**HOW TO COMPLETE THIS TASK**
Would you copy out each line of the records below that includes the word "panel"?

**THE DATA**
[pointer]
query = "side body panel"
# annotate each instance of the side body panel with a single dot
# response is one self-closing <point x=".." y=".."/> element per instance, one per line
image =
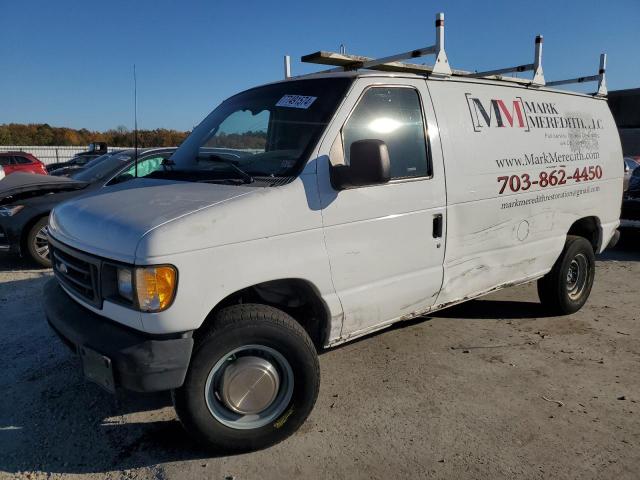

**SOLUTION BELOW**
query = "side body panel"
# annotate each instance of the side body panel with a single dot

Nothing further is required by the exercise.